** PROBLEM TO SOLVE **
Switch "bison" to "buffalo" in the material that starts at the line containing "Tag the bison with" and runs to the end, and give those lines again with nothing else altered.

** RECORDS PROVIDED **
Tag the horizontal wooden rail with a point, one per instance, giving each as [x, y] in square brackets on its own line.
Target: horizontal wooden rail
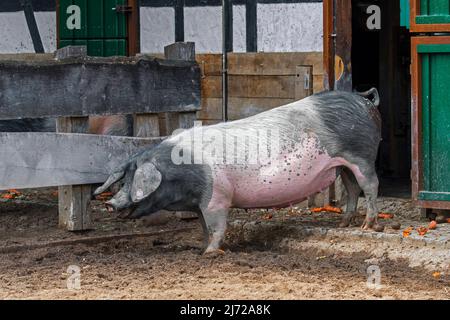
[32, 160]
[88, 86]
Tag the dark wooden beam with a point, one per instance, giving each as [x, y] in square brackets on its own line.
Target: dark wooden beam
[343, 49]
[251, 25]
[32, 25]
[179, 20]
[97, 86]
[33, 160]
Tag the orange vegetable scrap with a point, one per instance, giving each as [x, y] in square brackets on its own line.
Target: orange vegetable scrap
[436, 275]
[407, 232]
[268, 216]
[383, 215]
[104, 196]
[326, 209]
[11, 194]
[14, 191]
[422, 231]
[332, 209]
[432, 225]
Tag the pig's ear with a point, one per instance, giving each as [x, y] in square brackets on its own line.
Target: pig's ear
[113, 178]
[146, 180]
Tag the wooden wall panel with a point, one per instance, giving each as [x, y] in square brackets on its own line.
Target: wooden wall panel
[257, 82]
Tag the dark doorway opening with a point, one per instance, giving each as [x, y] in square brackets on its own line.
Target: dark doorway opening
[381, 59]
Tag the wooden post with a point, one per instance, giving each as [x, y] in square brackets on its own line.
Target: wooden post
[73, 201]
[180, 51]
[146, 125]
[303, 82]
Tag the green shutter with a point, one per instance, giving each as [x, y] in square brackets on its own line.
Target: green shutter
[404, 13]
[434, 11]
[435, 122]
[103, 30]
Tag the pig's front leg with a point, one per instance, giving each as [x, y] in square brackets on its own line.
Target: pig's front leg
[214, 223]
[353, 191]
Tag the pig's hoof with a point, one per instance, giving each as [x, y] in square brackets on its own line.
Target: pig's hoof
[372, 225]
[213, 252]
[345, 223]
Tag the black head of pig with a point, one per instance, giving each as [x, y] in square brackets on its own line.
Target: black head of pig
[140, 180]
[152, 182]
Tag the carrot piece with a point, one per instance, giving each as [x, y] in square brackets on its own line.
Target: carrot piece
[432, 225]
[407, 232]
[383, 215]
[422, 231]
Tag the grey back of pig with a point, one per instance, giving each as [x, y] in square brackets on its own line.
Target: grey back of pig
[346, 126]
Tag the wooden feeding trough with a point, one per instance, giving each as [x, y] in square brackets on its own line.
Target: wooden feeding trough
[73, 88]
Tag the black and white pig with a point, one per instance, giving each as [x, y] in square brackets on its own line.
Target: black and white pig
[271, 160]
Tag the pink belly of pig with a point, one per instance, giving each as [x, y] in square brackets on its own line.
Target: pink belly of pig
[295, 177]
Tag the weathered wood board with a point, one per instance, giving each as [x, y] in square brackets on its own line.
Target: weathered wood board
[97, 86]
[31, 160]
[257, 82]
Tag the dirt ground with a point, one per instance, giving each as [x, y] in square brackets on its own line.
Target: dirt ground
[166, 264]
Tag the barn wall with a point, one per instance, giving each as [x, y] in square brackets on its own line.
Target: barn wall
[294, 26]
[257, 82]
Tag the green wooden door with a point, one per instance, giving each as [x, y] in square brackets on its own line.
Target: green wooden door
[434, 11]
[94, 23]
[435, 78]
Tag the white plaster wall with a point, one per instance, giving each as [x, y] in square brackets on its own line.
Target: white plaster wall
[203, 25]
[157, 29]
[46, 22]
[15, 37]
[281, 28]
[295, 27]
[239, 29]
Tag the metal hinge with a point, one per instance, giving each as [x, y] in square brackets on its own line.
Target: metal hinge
[122, 8]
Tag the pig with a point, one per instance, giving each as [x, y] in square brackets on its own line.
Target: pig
[271, 160]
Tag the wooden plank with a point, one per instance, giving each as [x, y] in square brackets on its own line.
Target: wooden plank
[97, 86]
[33, 160]
[73, 201]
[262, 63]
[328, 44]
[303, 82]
[343, 50]
[238, 108]
[250, 86]
[73, 207]
[146, 125]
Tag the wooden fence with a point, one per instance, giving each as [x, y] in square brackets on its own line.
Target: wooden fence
[73, 88]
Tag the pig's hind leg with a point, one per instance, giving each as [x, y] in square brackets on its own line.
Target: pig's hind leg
[353, 191]
[368, 181]
[214, 224]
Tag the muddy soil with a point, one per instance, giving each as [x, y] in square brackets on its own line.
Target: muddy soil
[171, 265]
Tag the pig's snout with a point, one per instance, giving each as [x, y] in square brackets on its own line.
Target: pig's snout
[110, 207]
[113, 207]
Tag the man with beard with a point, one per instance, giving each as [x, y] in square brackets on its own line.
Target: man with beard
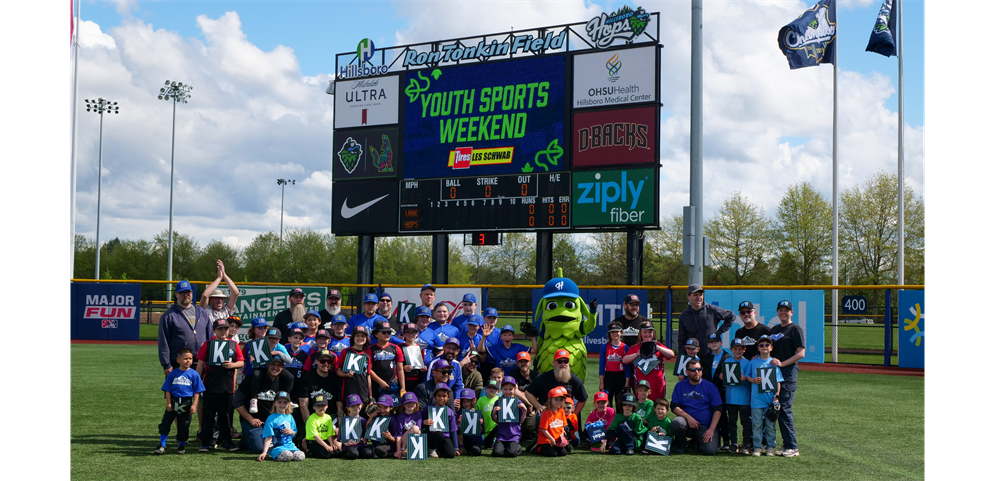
[295, 313]
[219, 305]
[630, 320]
[538, 390]
[183, 325]
[700, 319]
[333, 307]
[751, 330]
[449, 352]
[698, 407]
[261, 386]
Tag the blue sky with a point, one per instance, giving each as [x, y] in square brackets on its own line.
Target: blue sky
[259, 111]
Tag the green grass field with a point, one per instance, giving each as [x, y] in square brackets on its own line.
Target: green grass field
[850, 426]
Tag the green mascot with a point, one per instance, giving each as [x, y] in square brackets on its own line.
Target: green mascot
[563, 319]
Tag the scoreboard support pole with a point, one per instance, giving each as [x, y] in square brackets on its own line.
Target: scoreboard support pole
[634, 240]
[440, 259]
[544, 257]
[364, 272]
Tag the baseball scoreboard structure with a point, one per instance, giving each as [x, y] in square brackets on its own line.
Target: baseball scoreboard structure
[549, 129]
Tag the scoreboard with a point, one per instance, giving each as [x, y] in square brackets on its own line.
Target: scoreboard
[514, 202]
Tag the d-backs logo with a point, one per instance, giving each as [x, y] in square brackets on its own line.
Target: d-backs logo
[350, 154]
[625, 23]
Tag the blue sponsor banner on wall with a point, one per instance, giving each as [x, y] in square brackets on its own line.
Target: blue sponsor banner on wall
[107, 312]
[809, 314]
[609, 307]
[911, 338]
[485, 119]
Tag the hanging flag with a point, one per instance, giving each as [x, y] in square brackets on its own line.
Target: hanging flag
[884, 32]
[811, 38]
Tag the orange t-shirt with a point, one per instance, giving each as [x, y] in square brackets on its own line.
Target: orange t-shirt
[554, 422]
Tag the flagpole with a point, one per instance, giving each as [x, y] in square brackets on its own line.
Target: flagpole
[72, 151]
[836, 210]
[901, 150]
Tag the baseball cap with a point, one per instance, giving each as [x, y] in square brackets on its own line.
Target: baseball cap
[560, 287]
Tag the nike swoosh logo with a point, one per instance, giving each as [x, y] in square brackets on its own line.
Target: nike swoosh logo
[349, 212]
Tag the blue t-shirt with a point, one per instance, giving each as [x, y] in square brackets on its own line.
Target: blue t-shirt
[505, 358]
[273, 427]
[758, 399]
[738, 395]
[697, 401]
[183, 383]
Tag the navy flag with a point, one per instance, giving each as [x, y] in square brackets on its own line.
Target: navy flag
[884, 33]
[811, 38]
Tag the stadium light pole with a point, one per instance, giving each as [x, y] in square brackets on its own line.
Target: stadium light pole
[176, 92]
[100, 106]
[283, 190]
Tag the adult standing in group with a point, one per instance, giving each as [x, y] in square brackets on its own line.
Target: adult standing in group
[751, 330]
[698, 407]
[538, 391]
[183, 325]
[333, 307]
[630, 320]
[700, 319]
[294, 313]
[789, 348]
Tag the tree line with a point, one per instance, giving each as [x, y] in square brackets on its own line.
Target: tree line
[747, 247]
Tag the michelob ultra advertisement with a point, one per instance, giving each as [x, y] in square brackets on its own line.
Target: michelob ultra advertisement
[614, 197]
[483, 119]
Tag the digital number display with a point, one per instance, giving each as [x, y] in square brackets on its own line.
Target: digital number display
[519, 202]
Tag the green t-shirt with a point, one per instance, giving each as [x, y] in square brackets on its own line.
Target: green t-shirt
[319, 427]
[486, 405]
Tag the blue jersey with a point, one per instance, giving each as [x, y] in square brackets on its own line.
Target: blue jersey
[183, 383]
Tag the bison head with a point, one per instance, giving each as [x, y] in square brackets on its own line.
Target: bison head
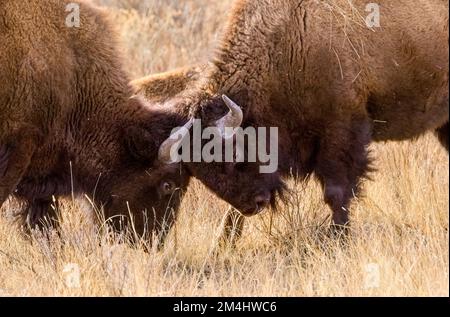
[239, 182]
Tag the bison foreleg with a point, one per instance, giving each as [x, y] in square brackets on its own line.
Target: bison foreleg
[232, 228]
[42, 214]
[341, 163]
[15, 157]
[442, 134]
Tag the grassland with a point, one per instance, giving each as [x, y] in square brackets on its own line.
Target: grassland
[399, 242]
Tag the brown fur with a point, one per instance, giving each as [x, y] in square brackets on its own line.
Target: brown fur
[68, 124]
[330, 83]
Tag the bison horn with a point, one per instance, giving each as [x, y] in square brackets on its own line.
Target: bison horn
[233, 119]
[166, 148]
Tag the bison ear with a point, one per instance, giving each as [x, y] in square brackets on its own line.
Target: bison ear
[141, 145]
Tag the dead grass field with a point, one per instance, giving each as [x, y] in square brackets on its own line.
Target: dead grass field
[399, 244]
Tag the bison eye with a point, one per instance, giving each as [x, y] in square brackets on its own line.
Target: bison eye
[167, 187]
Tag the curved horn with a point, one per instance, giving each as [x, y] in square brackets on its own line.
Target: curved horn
[232, 119]
[165, 150]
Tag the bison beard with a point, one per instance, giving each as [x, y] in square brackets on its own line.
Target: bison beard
[328, 81]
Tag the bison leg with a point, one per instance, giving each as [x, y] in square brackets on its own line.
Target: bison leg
[232, 228]
[442, 134]
[341, 163]
[15, 157]
[41, 214]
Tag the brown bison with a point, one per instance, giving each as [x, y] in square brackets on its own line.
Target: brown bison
[331, 81]
[69, 124]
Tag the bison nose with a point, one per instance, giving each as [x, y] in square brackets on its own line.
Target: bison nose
[262, 201]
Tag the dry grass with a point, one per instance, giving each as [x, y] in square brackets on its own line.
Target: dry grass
[399, 245]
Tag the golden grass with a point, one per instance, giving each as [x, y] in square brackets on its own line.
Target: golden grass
[398, 247]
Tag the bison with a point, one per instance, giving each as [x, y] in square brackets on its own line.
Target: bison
[69, 123]
[330, 80]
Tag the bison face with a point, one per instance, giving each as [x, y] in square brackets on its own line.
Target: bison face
[151, 198]
[239, 182]
[143, 190]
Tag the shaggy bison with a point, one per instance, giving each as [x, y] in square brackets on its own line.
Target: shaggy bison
[330, 82]
[69, 123]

** TASK RESPONSE **
Tag the buffalo with a point, one per instance, giving each as [x, y] in square brackets on its own line.
Target: buffalo
[69, 123]
[330, 80]
Tag the buffalo face with a point, one per instance, giving each as [x, y] in square brackets on its own line.
Target: buffalo face
[151, 198]
[239, 182]
[143, 190]
Tag the shaggy buffalo with a point, one per instance, giving each as [x, y] in square brackets on its own line.
Target: shaggy buffalo
[330, 82]
[69, 123]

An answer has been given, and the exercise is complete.